• **PROBLEMS**
A - How would you put this sentence from the Fleet Readiness Center Northwest article below into Spanish: "There are approximately 1,000 sailors assigned to various divisions within the command."?
B - Can you pick up the Fleet Readiness Center Northwest article below after its final sentence and keep writing?

• **PASSAGE TO READ**
******************************

- Active: 1959 - Present
- Branch: US Navy
- Size: 1,000
- Motto: Readiness is our Business
- Mascot: Tim Burr (Sasquatch)

Commanders
- Commanding Officer: CDR Daniel J. Hutton
- Executive Officer: CDR Jesse Whitfield
- Command Master Chief: CMDCM Danal J. Shaffer

= Fleet Readiness Center Northwest =

Fleet Readiness Center Northwest (FRCNW) is located in Oak Harbor, Washington and is part of Naval Air Station Whidbey Island. Although originally named Aircraft Intermediate Maintenance Detachment and established in 1959, it was changed on October 10, 2008, and is a subsidiary of the Navy's Fleet Readiness Center Command.

==Responsibility==
The command is tasked with supporting 13 EA-18G, 8 P-3/EP-3 squadrons, 11 aircraft carriers, and 1 C-40 squadron by maintaining and repairing equipment that is not suitable to complete at the organization level with the typical manning and capability. There are approximately 1,000 sailors assigned to various divisions within the command. While some serve to augment deploying units, most sailors serve at FRCNW on shore-duty tours.

******************************

(Records)
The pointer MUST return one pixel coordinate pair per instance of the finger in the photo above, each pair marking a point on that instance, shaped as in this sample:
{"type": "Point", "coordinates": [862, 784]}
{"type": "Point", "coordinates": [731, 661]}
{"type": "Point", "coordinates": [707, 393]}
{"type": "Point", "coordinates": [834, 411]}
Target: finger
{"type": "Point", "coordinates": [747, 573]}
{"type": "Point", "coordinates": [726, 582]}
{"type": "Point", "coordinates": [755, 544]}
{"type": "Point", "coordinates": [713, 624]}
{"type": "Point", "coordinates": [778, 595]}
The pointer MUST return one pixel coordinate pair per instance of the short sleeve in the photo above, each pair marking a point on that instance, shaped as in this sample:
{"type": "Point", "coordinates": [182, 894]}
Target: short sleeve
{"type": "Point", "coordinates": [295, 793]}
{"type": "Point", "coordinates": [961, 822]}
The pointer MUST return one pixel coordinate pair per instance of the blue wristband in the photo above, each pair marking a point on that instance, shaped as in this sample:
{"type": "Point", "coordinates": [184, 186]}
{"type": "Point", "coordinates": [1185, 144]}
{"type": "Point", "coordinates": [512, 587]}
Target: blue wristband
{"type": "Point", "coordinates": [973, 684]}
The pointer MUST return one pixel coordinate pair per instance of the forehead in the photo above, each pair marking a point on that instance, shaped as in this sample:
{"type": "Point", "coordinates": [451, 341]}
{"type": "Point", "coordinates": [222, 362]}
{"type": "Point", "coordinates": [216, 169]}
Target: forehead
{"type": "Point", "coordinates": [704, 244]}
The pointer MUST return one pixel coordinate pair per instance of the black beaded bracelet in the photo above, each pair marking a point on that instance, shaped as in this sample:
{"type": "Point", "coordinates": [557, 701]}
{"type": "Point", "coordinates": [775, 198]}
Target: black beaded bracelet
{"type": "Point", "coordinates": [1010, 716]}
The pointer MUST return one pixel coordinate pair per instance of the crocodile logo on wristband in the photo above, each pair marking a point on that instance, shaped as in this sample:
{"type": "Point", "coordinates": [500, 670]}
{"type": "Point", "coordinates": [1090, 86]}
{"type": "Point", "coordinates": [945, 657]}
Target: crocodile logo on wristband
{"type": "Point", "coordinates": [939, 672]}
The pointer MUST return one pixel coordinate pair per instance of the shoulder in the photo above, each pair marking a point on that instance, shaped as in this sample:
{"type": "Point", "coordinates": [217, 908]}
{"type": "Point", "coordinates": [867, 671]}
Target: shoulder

******************************

• **ANSWERS TO THE EXERCISES**
A - Hay aproximadamente 1000 marineros asignados a diversas divisiones dentro del mando.

B -
===Awards===
Although not directly given to FRCNW, Naval Air Station Whidbey Island received first place for the Navy's annual Installation Excellence Award in 2016.

==Environmental stewardship==
FRCNW is actively involved in the mission to reduce waste in accordance with direction promulgated by Naval leadership. In 2012, the command initiated a 'Green Team' - people responsible for managing the recycling and waste produced in their department. By doing so, the responsibility and initiative has influence throughout the command and generates more awareness by being compartmentalized. Since beginning their efforts, FRCNW has received multiple awards for their efforts to decrease the impact of the command on the local environment and identify ways to minimize energy and the resources necessary to complete their mission.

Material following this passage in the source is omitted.